CONSIGNES À SUIVRE -
a) Renvoyez tel quel le passage du billet sur le rire qui commence aux mots « Pierre Desproges – Vivons » et se termine après « ou aux religieux. ».
b) Rédigez la suite du billet sur le rire en reprenant juste après sa dernière phrase.

TEXTE EXTRAIT -

╭──

Tuesday, October 13, 2015

Citation du 14 octobre 2015

Il faut rire de tout. C'est extrêmement important. C'est la seule humaine façon de friser la lucidité sans tomber dedans.
Pierre Desproges – Vivons heureux en attendant la mort
Chimiothérapie, métastases, Professeur Schwartzenberg, espoir : cherchez l’intrus.
Pierre Desproges – En scène peut-être pour la dernière fois avant d’être emporté par la maladie 

Peut-on rire de tout ? Cette question revient comme une rengaine ces jours-ci, alimentée par le reproche de commettre des entorses au respect dû (entre autre) aux autres-souffrants ou aux religieux.
Mais le philosophe qui est très-malin ne se laisse pas attraper : il va contourner la question et en poser une autre qu’il juge bien plus importante. Comme celle-ci : à supposer qu’on le puisse, pourquoi donc faudrait-il rire de tout ? Et c’est là que tombe le jugement de Desproges, dont on sait qu’atteint d’un cancer fatal il s’est quand même permis d’en rire – ou du moins d’en faire rire : C'est la seule humaine façon de friser la lucidité sans tomber dedans.
Le rire est donc une façon de dire des choses désespérantes dans leur brutalité – sans pour autant en désespérer. C’est comme cela qu’on dit qu’un Juif a le droit de blaguer avec la Shoah mais pas un goy : c’est que pour le juif, rire de la shoah dont il se sent viscéralement menacé, c’est en désamorcer l’horreur et la terreur, en faire un objet un peu ridicule de la réalité ; en rire c’est justifié parce que ça sert à quelque chose, alors que pour le goy, au mieux c’est un rire qui ne sert à rien, un rire gratuit (une vanne comme on dit aujourd’hui). Tiens ! Voilà donc qu’on trouve la réponse à notre question de départ : on peut rire de tout à condition que ça serve à quelque chose.

╰──

INFORMATIONS AFFICHÉES -
╭──

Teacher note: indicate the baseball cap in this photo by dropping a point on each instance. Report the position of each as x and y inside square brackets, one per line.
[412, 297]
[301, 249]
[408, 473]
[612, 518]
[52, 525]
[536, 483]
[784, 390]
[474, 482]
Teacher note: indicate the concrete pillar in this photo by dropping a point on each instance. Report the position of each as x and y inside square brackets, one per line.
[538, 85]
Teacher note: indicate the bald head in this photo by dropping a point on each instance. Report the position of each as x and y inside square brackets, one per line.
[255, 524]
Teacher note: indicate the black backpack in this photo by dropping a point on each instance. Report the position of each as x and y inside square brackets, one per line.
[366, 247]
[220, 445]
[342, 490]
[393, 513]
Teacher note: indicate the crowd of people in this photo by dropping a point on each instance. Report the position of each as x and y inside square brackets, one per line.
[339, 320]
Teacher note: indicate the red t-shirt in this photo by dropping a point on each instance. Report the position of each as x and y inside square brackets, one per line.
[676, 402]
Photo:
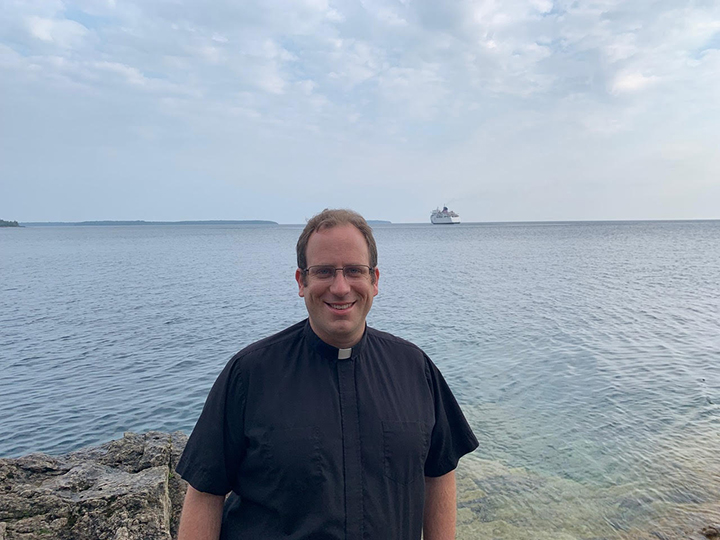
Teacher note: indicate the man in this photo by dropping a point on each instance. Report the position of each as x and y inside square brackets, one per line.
[329, 429]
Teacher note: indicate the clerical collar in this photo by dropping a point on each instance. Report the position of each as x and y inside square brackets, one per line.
[330, 352]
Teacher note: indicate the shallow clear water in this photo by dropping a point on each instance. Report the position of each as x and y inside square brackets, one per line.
[586, 355]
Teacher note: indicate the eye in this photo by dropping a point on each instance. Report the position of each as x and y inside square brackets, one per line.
[323, 271]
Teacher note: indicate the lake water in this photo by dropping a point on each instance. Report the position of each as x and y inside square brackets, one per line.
[586, 356]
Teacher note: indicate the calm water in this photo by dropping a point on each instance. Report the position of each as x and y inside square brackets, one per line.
[586, 355]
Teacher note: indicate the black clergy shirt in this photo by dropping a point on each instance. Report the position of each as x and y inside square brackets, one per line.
[317, 447]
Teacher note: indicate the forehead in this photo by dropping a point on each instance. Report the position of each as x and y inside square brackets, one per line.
[343, 244]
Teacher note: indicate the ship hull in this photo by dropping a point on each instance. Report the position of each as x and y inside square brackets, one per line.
[444, 220]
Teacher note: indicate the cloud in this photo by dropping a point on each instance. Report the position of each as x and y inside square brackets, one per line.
[63, 33]
[632, 82]
[373, 87]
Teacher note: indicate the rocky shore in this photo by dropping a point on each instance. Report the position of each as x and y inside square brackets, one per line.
[123, 490]
[127, 490]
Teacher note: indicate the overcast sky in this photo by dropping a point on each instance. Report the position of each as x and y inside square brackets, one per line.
[505, 110]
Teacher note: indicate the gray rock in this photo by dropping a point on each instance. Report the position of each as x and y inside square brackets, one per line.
[123, 490]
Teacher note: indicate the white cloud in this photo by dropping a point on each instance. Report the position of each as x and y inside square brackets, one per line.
[405, 76]
[63, 33]
[632, 82]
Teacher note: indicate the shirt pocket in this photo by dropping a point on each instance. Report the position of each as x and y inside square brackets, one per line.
[405, 447]
[293, 457]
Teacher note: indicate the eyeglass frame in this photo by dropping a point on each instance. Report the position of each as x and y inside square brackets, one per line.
[306, 271]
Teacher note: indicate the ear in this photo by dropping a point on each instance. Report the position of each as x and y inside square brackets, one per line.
[301, 284]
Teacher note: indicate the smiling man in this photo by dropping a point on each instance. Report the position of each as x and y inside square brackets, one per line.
[329, 429]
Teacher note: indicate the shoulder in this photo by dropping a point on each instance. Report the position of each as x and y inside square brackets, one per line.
[283, 341]
[385, 339]
[402, 351]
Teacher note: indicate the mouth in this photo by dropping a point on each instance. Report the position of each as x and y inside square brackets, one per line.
[340, 307]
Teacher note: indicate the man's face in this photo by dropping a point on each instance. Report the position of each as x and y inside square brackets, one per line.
[337, 308]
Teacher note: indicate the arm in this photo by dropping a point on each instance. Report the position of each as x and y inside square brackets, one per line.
[440, 507]
[201, 516]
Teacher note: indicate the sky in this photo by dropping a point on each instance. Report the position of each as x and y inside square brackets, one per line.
[504, 110]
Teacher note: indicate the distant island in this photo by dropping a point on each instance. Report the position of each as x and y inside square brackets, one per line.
[141, 222]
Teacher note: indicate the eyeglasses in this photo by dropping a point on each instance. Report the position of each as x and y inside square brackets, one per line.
[326, 272]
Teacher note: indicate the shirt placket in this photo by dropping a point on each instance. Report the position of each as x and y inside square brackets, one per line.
[351, 449]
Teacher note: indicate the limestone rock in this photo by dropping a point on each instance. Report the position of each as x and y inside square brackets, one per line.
[125, 489]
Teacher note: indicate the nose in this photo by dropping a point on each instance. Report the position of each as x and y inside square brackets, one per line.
[340, 285]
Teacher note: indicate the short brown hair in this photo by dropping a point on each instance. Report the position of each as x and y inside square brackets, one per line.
[332, 218]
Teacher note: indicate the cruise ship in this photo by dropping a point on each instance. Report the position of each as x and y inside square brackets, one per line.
[444, 216]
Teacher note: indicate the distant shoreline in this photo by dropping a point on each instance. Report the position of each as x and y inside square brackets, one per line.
[108, 223]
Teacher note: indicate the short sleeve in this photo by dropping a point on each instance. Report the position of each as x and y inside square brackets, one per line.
[451, 436]
[215, 448]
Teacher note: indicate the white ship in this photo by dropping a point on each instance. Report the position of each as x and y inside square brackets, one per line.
[444, 216]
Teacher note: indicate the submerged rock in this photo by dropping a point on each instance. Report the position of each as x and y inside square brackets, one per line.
[125, 489]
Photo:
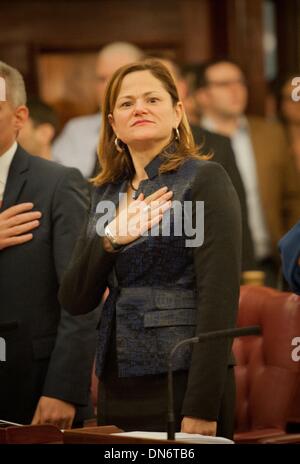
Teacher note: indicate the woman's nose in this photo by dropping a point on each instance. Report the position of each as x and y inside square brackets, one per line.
[139, 107]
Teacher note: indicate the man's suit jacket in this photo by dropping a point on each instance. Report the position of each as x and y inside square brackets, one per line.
[220, 147]
[48, 352]
[278, 180]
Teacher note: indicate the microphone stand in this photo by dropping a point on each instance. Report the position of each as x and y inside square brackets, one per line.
[227, 333]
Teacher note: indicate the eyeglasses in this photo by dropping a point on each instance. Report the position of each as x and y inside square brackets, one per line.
[227, 83]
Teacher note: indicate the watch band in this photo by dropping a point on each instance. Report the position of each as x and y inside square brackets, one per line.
[109, 235]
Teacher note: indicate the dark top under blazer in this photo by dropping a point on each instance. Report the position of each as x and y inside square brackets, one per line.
[163, 291]
[49, 352]
[220, 147]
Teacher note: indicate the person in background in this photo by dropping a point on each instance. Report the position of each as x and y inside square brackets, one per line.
[289, 247]
[220, 148]
[49, 354]
[37, 135]
[268, 172]
[163, 288]
[76, 146]
[289, 112]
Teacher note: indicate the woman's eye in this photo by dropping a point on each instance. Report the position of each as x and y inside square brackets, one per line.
[125, 104]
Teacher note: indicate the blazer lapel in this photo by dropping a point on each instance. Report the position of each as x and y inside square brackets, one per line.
[17, 177]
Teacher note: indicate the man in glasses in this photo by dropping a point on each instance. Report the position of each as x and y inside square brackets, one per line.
[268, 172]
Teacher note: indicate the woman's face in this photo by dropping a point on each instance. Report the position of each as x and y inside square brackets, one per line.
[144, 112]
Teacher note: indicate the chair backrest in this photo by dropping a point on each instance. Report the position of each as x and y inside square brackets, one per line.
[266, 374]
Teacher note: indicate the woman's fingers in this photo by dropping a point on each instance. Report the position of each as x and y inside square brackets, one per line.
[154, 196]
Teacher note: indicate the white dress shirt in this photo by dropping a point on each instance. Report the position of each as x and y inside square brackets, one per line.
[5, 162]
[77, 145]
[245, 160]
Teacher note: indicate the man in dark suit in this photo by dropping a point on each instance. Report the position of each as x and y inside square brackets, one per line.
[49, 355]
[289, 246]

╰──

RÉPONSES À L'EXERCICE -
a)
Pierre Desproges – Vivons heureux en attendant la mort
Chimiothérapie, métastases, Professeur Schwartzenberg, espoir : cherchez l’intrus.
Pierre Desproges – En scène peut-être pour la dernière fois avant d’être emporté par la maladie 

Peut-on rire de tout ? Cette question revient comme une rengaine ces jours-ci, alimentée par le reproche de commettre des entorses au respect dû (entre autre) aux autres-souffrants ou aux religieux.

b)
On pourrait me reprocher de justifier le rire qui sert à faire passer un message raciste et antisémite (comme celui de Dieudonné). Ou encore de croire que le rire permet de dire n’importe quoi sous réserve de faire rire. Non bien sûr : le rire que justifie notre citation, c’est le rire qui nous fait friser la lucidité, celui qui nous permet de nous en dégager : autant dire qu’on rit alors d’abord de soi-même.

Bien sûr, on admet peut-être un peu rapidement que rire de l’horrible réalité soit une façon de la dominer – ou du moins de la surplomber. Est-ce donc vrai ? Peut-être à condition d’avoir le talent de faire rire avec ça : chose dont Pierre Desproges était capable.